### Task directions
Retype the listing found below exactly, but leave out each picture.

### Data
........

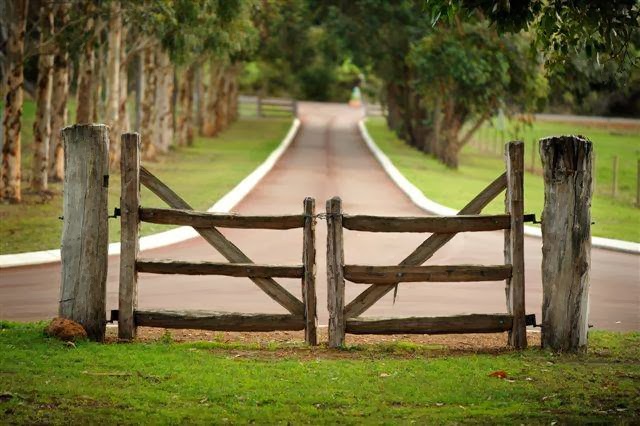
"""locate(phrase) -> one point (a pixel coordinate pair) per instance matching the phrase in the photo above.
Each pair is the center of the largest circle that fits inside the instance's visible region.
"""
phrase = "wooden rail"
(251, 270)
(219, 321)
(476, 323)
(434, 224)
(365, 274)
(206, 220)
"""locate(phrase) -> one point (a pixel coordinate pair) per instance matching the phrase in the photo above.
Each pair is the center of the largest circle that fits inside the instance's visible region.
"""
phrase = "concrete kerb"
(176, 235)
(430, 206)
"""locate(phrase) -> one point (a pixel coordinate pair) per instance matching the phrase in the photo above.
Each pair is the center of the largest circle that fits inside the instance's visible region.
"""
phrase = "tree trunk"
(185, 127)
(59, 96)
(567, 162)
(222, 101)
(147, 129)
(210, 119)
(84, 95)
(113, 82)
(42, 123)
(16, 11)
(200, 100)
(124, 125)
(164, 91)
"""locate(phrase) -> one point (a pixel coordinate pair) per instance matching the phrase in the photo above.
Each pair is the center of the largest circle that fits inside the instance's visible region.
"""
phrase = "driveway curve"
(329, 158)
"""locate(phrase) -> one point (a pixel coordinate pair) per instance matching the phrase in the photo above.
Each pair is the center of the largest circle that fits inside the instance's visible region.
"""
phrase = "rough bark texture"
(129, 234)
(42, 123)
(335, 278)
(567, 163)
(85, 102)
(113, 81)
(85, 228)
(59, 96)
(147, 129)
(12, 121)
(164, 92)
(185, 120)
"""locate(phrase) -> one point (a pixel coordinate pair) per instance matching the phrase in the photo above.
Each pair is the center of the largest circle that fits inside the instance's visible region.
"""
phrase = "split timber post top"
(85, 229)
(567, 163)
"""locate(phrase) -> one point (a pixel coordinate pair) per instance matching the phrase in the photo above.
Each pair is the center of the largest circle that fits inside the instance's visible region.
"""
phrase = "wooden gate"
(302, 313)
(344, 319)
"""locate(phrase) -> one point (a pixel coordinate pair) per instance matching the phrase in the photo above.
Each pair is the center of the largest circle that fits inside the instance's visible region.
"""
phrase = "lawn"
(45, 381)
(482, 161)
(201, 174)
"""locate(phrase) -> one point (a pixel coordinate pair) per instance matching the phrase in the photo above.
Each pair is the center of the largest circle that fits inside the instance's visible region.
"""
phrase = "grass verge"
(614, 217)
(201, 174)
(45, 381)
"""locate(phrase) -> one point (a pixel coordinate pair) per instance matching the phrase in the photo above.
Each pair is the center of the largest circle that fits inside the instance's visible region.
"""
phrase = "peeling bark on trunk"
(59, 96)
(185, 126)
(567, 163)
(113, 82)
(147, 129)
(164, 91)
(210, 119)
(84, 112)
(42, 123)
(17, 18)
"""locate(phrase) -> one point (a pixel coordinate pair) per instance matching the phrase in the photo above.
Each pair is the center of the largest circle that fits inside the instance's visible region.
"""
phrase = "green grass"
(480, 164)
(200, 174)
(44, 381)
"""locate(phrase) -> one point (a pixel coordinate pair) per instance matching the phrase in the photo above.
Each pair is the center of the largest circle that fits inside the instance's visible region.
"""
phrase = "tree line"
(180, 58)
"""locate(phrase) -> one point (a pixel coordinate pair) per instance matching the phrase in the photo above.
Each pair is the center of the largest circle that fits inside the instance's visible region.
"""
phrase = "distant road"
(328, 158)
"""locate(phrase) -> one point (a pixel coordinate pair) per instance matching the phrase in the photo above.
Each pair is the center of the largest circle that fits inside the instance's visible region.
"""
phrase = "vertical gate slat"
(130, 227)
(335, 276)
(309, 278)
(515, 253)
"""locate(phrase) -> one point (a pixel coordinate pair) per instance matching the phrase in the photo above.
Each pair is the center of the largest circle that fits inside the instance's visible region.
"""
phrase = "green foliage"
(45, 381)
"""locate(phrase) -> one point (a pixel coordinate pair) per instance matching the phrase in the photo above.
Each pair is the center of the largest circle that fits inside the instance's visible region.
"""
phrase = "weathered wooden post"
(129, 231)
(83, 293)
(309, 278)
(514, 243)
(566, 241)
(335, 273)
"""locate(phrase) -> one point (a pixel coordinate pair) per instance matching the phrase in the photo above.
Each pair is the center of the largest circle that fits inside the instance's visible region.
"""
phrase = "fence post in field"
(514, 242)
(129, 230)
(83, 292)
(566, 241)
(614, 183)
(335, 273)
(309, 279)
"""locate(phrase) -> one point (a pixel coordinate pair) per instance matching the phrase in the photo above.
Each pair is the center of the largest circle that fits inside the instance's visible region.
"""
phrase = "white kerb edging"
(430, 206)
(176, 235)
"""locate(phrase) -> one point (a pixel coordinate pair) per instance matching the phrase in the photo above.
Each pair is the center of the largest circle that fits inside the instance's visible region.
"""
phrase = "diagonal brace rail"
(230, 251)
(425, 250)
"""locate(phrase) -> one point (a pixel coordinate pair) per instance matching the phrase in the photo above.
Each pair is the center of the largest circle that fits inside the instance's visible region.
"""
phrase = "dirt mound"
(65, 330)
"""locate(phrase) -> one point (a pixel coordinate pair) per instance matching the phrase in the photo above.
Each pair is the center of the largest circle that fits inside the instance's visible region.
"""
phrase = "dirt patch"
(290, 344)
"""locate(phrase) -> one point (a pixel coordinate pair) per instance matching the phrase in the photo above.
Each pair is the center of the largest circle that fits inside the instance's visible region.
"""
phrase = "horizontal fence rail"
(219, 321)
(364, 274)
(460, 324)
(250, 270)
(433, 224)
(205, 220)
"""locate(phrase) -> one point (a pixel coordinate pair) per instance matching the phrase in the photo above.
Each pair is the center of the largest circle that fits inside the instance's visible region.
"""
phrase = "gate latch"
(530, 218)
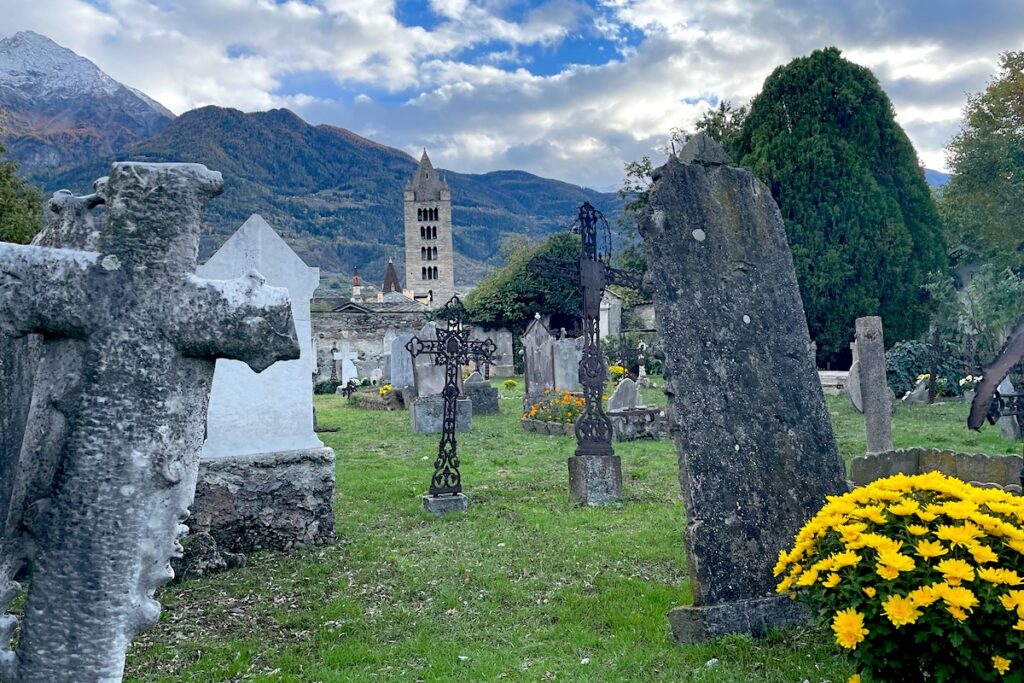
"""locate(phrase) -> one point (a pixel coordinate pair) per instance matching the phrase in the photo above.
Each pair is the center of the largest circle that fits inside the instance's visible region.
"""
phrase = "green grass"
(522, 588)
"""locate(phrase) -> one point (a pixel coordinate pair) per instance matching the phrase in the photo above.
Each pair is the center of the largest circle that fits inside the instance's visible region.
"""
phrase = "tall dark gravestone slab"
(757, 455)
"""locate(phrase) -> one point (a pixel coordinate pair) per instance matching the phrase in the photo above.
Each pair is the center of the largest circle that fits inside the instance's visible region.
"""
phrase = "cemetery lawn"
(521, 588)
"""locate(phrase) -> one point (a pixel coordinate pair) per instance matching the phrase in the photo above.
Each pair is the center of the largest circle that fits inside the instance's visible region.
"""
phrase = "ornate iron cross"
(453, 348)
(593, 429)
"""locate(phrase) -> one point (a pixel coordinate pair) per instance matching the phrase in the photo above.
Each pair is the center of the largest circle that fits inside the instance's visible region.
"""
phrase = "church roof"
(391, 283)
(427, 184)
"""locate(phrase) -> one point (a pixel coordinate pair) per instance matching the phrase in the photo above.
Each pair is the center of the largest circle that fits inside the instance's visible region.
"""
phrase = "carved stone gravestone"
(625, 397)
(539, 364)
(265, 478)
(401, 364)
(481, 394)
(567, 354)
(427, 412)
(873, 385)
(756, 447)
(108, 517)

........

### Response to the task
"""locate(phrase) -> one point (a pixel coordinate pair) per instance matching the phrase in the photo above.
Each pair is the center of the largest circle that fits inside the instance's visible region.
"""
phrase = "wooden rail"
(251, 270)
(219, 321)
(476, 323)
(434, 224)
(365, 274)
(206, 220)
"""locate(phrase) -> one point (a pixel coordinate pair) per instance matching the phrase in the photo above.
Each pair is the center of the largest circle that fits inside the instance's visible region.
"""
phrase = "concrete kerb"
(176, 235)
(430, 206)
"""locate(phrase) -> one point (a pixel coordinate pair) per instance matching the phrase in the photo above.
Each pair is the center of the largest circle that fits inside the instance's visible region.
"""
phrase = "tree trunk"
(185, 127)
(59, 96)
(567, 162)
(222, 101)
(147, 129)
(210, 119)
(84, 95)
(113, 82)
(42, 123)
(16, 11)
(200, 100)
(124, 125)
(164, 91)
"""locate(phrase) -> one point (a pixel coordinate pair) per instance matching the phrase in the photo above.
Each pair is the center of the largest circle that fits inside the instance's visible region.
"""
phrase = "driveway curve"
(329, 158)
"""locate(phrase) -> one point (a pixel coordinate pair) per instance matching the phrase in the photo above.
Each pair is the center of the largest circle that fits inside the instance's visible region.
"""
phrase = "rough bark texture"
(129, 234)
(42, 123)
(335, 278)
(567, 163)
(85, 102)
(113, 81)
(85, 228)
(59, 96)
(147, 129)
(12, 121)
(164, 92)
(185, 120)
"""locate(phrase) -> one point (a pixel coordinate pair) per instance matching the phrase in the photo above.
Each pair is the center of the largest circle that fits inside the instance's visible region.
"""
phrase = "split timber post top"
(85, 229)
(567, 163)
"""locate(phrase) -> one point (a pixel coordinate pair) per instance matching the phrase in the photo above.
Each pair is the center of the largest circle that fits inside the instance's visible region.
"""
phrase = "wooden gate"
(302, 313)
(344, 319)
"""locate(phrase) -> one point (a pixel coordinate pair) per instance matching the phrase in the photo above.
Each pair is the center of the largest circle that fits inside the instance's visible region.
"""
phrase = "lawn"
(45, 381)
(482, 161)
(201, 174)
"""locate(phrase) -> one point (a pixel coordinate pair) per instance matching the phrase in the photo above.
Each pair is the center of the largest circle that fits inside the instance's visible region.
"""
phrase = "grass verge"
(614, 217)
(201, 174)
(45, 381)
"""locate(phrase) -> one point (a pixel coordinate pair) per instance matching the phrase in the photo above.
Each pair is the center of the largest circle that fits inside the instance's visible region.
"""
phrase = "peeling bark on trunk"
(59, 96)
(185, 126)
(567, 163)
(113, 82)
(147, 129)
(164, 91)
(210, 119)
(84, 112)
(42, 123)
(17, 18)
"""locate(phrase) -> one point (a pixel coordinate pair) per instance matching the phrase in the photo above.
Each pair is the center of the largest circle that fits inside the instance's visible region.
"""
phrase = "green grass"
(480, 164)
(200, 174)
(44, 381)
"""locate(phrase) -> one point (a pixel coordinate pair) per instance matching the phrase in the photo above.
Each pair is the center of the largest circle that fits inside the instance's visible region.
"""
phrase = "tree line"
(180, 58)
"""locate(phrase) -> one point (a pixel coordinate pair) per instance matching the phrase in the photo above.
Each pair is the center of the largest circle that fits inside the instance's visible region.
"""
phrase = "distant road"
(328, 158)
"""locate(phrase) -> one point (a pixel coordinate pair) per instance matching the phrase in the photo above.
Each pair is the center of the largest circle that fits inside the instance's visible region.
"""
phrase = "vertical gate slat"
(130, 227)
(335, 276)
(309, 278)
(515, 253)
"""locate(phrase) -> one point (a pixel coordinate pair) per instance matching the phrase in the photo above.
Each pair is the center of the largest circle that fits inside the instance's visible region.
"""
phrase = "green foliage"
(45, 381)
"""locate(phrase) -> one point (a pixel coordinate pair) per instance matching the phrase in the photo above.
Each pair is the center of the largest circle that fits inside the instance's visible region.
"""
phrase = "weathered wooden post"
(129, 231)
(83, 293)
(309, 278)
(514, 243)
(566, 241)
(335, 273)
"""locate(phrase) -> one point (a pixel coordinate pair) per instance matching the phrase in the photo above.
Each pair is the center of the largest circle that fits inside the instance's visible region.
"""
phrase = "fence post in field"
(514, 242)
(129, 230)
(83, 292)
(566, 241)
(614, 183)
(335, 273)
(309, 279)
"""locate(phrase) -> one point (a pixel coordinate pair) per instance matching the phrase in the photo above.
Each pair is the center of the largest circle that fits inside the instance's visible region.
"""
phrase = "white kerb edging"
(430, 206)
(176, 235)
"""locate(phrase) -> one point (a pixel coordinate pair) per instance matching the phrase in the photo above.
Each pair is the center of the largest circle that fits inside the instance's visible region.
"""
phrase = "diagonal brace rail"
(230, 251)
(425, 250)
"""locate(phrase) -> one point (a pixel coordinate pair) per instance matching the phrase in the photo above.
Each pair is the center of the largest circle that fits inside the instance's visible region.
"""
phrase = "dirt mound"
(65, 330)
"""locate(phrase) -> one point (a pixel coordinate pair) per instance matching the phrase in the photo above.
Each pair is the center of the largest circle that fits inside the instance's visible region.
"""
phrase = "dirt patch"
(290, 344)
"""locate(phrase) -> one point (a pixel coordinate pair) per instance matching the phrase in the photo above.
Each pair is the center of the largest circle that fits inside the instance's visible region.
"""
phrase = "horizontal fence rail"
(219, 321)
(364, 274)
(460, 324)
(250, 270)
(433, 224)
(205, 220)
"""locate(phrase) -> one point (a pixel coordinate pair) per instance matching the phrase in the photo above.
Each pair is the center of the largest circle that fits inside the instance's visible region.
"""
phrase = "gate latch"
(530, 218)
"""locate(phrase) -> one point (a pixel coordinate pair) per instance matching the phrase in the photo above.
Each pair is the center of the largest circle that fits inside the instance's visible region.
"""
phrase = "green grass"
(522, 588)
"""locate(phrase) -> one point (a pixel coordinate pair) per instance matching the phrase in the photo above.
Each pair is the center of the largest circle that fits inside the instance's visible region.
"""
phrase = "tall dark gravestone slab"
(757, 455)
"""locate(phrase) -> one point (a pixel coordinate pair) per instance matching the phrase in the photo above.
Each pair is the center of the largest circle that fits inside the instance's visible region.
"""
phrase = "cemetery lawn"
(521, 588)
"""locate(phrase) -> one point (a pixel coordinate pair) per instance matching the phrase in the photo above.
Each pair is the center of the largest circle that fits inside the instance's visible region.
"""
phrase = "ornate iron cross"
(453, 348)
(593, 429)
"""locate(phrase) -> one point (a pixel coordinate pair) per instance matching the phrase in the photo above.
Each pair is the center of the largest circle that fits inside the instance's visible region.
"""
phrase = "church roof"
(391, 283)
(427, 184)
"""locate(phrase) -> one point (a pixel coordinate pair) per instance matching the phrase in the photo above.
Each pair is the center of the largest circle that fits inside the instance's visible region.
"""
phrase = "carved stone gravestone"
(625, 397)
(539, 364)
(265, 478)
(401, 364)
(481, 394)
(567, 354)
(427, 412)
(873, 385)
(756, 447)
(108, 517)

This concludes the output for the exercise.